◆ **Description of the task**
Take the line that contains "find the green tree" and each one after it through the last line below, and retype them exactly. Leave out the pictures.

Start of Data supplied

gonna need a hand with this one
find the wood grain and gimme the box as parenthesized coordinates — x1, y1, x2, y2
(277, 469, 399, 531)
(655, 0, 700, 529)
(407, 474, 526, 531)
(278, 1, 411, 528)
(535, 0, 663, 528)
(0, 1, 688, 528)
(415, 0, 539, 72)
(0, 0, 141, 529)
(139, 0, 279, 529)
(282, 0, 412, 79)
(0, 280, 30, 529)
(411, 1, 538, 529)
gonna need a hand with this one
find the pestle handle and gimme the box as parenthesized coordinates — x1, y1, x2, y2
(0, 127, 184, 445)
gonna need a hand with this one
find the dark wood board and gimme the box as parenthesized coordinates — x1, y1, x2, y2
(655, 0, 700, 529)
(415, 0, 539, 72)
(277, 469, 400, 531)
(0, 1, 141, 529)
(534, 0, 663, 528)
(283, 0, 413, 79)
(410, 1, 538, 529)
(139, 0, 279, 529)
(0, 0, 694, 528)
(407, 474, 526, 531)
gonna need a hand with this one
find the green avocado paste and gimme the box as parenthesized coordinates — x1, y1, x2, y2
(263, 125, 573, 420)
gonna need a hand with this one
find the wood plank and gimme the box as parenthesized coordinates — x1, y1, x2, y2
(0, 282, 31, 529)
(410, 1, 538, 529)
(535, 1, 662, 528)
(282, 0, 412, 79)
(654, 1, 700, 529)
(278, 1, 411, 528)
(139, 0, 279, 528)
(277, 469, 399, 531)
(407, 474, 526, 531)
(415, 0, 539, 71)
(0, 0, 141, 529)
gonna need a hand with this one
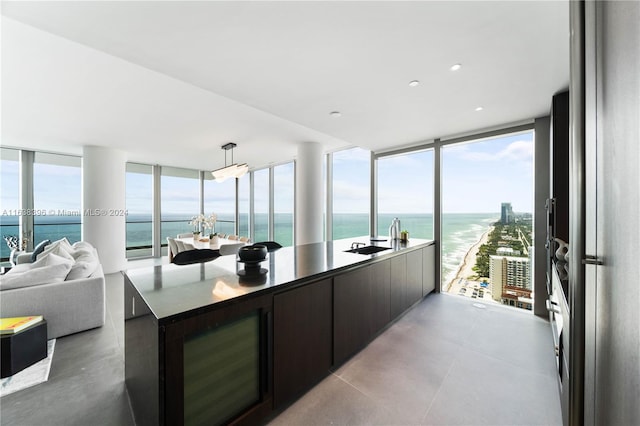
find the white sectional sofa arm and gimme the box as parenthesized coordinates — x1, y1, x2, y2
(0, 264, 106, 339)
(16, 252, 34, 264)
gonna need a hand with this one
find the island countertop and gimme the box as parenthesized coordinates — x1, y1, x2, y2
(124, 236, 434, 323)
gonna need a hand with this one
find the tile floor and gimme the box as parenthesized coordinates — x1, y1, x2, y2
(270, 295, 562, 425)
(0, 266, 562, 425)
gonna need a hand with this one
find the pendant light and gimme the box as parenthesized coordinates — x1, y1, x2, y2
(211, 143, 248, 182)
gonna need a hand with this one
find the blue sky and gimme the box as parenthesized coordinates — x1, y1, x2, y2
(442, 131, 533, 213)
(332, 131, 533, 214)
(2, 130, 533, 219)
(0, 161, 82, 215)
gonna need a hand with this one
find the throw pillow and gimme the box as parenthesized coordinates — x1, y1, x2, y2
(5, 263, 34, 274)
(39, 252, 74, 267)
(38, 240, 75, 262)
(66, 251, 99, 280)
(57, 237, 74, 252)
(31, 239, 51, 262)
(8, 251, 72, 274)
(0, 255, 73, 290)
(72, 241, 94, 252)
(70, 248, 94, 260)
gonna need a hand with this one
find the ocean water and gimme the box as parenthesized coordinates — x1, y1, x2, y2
(1, 213, 498, 279)
(441, 213, 498, 284)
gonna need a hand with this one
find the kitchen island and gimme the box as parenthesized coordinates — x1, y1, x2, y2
(124, 237, 435, 426)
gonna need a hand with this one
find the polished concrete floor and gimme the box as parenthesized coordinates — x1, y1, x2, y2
(0, 267, 562, 425)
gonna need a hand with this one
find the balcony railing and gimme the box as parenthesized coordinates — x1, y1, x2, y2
(126, 219, 236, 254)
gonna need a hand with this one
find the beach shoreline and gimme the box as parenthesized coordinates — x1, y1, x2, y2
(445, 225, 493, 292)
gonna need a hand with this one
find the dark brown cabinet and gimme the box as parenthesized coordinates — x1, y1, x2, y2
(548, 90, 570, 425)
(369, 259, 391, 335)
(550, 91, 570, 248)
(422, 244, 435, 295)
(406, 250, 423, 306)
(333, 267, 372, 365)
(390, 249, 424, 317)
(273, 279, 332, 408)
(390, 254, 408, 319)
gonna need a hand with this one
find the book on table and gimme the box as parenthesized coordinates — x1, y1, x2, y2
(0, 316, 44, 335)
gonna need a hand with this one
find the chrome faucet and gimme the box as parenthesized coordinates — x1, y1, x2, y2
(351, 242, 366, 249)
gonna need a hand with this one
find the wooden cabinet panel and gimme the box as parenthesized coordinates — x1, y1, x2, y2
(422, 245, 435, 296)
(334, 267, 371, 366)
(406, 250, 423, 306)
(370, 260, 391, 335)
(274, 279, 332, 408)
(390, 255, 407, 318)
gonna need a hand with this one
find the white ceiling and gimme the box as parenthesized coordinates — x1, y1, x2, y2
(1, 1, 569, 171)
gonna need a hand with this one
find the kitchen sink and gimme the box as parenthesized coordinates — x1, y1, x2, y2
(344, 245, 391, 255)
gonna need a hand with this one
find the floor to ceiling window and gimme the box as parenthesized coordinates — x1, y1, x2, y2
(0, 148, 20, 261)
(332, 147, 370, 239)
(273, 162, 294, 247)
(252, 168, 270, 243)
(161, 167, 199, 243)
(125, 163, 153, 258)
(33, 152, 82, 245)
(204, 174, 236, 237)
(376, 149, 434, 240)
(238, 174, 250, 238)
(441, 130, 534, 310)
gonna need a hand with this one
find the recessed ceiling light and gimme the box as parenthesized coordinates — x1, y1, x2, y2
(330, 111, 342, 117)
(475, 106, 484, 111)
(450, 63, 462, 71)
(409, 80, 420, 87)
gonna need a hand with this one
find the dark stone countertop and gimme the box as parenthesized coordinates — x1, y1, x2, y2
(124, 237, 434, 323)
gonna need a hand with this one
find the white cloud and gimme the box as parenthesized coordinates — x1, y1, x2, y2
(450, 140, 533, 163)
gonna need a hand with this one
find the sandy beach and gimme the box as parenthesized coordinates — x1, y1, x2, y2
(445, 225, 493, 293)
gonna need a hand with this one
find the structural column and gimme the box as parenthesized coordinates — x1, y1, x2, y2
(295, 142, 324, 245)
(82, 146, 127, 273)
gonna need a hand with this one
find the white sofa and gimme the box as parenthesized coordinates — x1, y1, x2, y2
(0, 238, 105, 339)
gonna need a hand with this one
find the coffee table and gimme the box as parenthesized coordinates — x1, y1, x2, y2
(1, 320, 48, 378)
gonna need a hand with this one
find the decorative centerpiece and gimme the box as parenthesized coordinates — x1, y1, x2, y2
(238, 244, 267, 262)
(189, 212, 217, 242)
(203, 213, 218, 245)
(237, 244, 268, 277)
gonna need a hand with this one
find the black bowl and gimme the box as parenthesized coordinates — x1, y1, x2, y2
(238, 244, 268, 262)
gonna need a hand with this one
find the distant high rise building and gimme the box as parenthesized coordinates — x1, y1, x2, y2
(489, 255, 531, 309)
(501, 202, 514, 224)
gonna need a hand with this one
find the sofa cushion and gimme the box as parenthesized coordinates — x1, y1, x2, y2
(38, 238, 75, 261)
(5, 262, 35, 274)
(66, 251, 99, 280)
(22, 252, 74, 274)
(0, 253, 73, 290)
(31, 239, 51, 262)
(72, 241, 95, 252)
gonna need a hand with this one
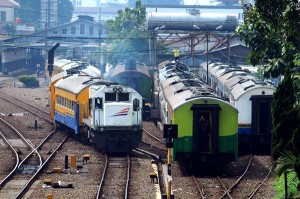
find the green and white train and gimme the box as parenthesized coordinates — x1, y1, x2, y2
(158, 60, 238, 172)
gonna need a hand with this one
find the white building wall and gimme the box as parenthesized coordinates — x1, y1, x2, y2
(0, 7, 15, 23)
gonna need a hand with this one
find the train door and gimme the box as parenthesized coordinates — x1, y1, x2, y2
(191, 104, 221, 153)
(250, 95, 273, 154)
(198, 112, 211, 152)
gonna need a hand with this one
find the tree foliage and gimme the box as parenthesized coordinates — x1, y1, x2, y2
(16, 0, 73, 29)
(16, 0, 40, 27)
(18, 75, 39, 87)
(105, 0, 149, 65)
(237, 0, 300, 179)
(237, 1, 300, 77)
(272, 75, 300, 159)
(3, 24, 16, 35)
(57, 0, 74, 25)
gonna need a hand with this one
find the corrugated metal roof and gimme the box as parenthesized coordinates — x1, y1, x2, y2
(54, 57, 101, 78)
(201, 61, 275, 101)
(55, 75, 95, 94)
(0, 0, 19, 7)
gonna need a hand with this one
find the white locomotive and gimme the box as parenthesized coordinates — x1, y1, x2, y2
(51, 74, 143, 153)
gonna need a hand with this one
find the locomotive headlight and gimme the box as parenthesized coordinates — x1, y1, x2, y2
(117, 87, 123, 92)
(113, 87, 117, 92)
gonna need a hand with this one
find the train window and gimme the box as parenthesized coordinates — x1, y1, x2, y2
(71, 101, 75, 111)
(67, 99, 71, 110)
(66, 99, 68, 109)
(55, 96, 59, 105)
(89, 98, 92, 110)
(65, 98, 68, 108)
(63, 98, 66, 108)
(105, 93, 116, 101)
(57, 96, 62, 106)
(119, 93, 129, 101)
(133, 98, 140, 111)
(95, 98, 103, 109)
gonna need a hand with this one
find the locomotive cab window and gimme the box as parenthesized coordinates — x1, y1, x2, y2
(133, 98, 140, 111)
(89, 98, 92, 110)
(95, 97, 103, 109)
(119, 93, 129, 101)
(105, 93, 116, 102)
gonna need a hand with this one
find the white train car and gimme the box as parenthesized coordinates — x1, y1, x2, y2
(199, 61, 275, 154)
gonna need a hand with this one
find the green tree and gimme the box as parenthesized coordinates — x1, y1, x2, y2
(57, 0, 74, 25)
(18, 75, 39, 87)
(16, 0, 40, 28)
(237, 0, 300, 178)
(105, 0, 149, 65)
(16, 0, 73, 29)
(3, 24, 16, 35)
(272, 75, 300, 159)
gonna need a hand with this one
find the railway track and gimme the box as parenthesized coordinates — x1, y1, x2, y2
(218, 155, 273, 199)
(97, 155, 130, 199)
(0, 117, 68, 199)
(143, 122, 167, 153)
(218, 155, 253, 199)
(213, 155, 273, 199)
(0, 77, 16, 87)
(190, 155, 273, 199)
(0, 90, 51, 122)
(191, 156, 252, 199)
(193, 174, 229, 199)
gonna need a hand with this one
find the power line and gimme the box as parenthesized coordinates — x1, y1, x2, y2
(14, 4, 73, 21)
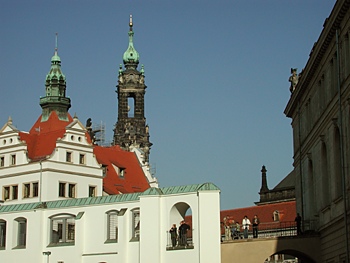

End of Data supplied

◆ **Task output**
find the green tree and gimme the box as parenthesized coordinates — x1, y1, x2, y2
(57, 0, 74, 25)
(18, 75, 39, 87)
(16, 0, 40, 28)
(237, 0, 300, 178)
(105, 0, 149, 65)
(16, 0, 73, 29)
(3, 24, 16, 35)
(272, 75, 300, 159)
gonna need a hand with this one
find the railway track and gimme the box as parenthesized coordinates — x1, y1, x2, y2
(218, 155, 273, 199)
(97, 155, 130, 199)
(0, 117, 68, 199)
(143, 122, 167, 153)
(218, 155, 253, 199)
(213, 155, 273, 199)
(0, 77, 16, 87)
(190, 155, 273, 199)
(0, 90, 51, 122)
(191, 156, 252, 199)
(193, 174, 229, 199)
gonna need a hand with this one
find the power line and gimme the box as parenthesized coordinates — x1, y1, x2, y2
(14, 4, 73, 21)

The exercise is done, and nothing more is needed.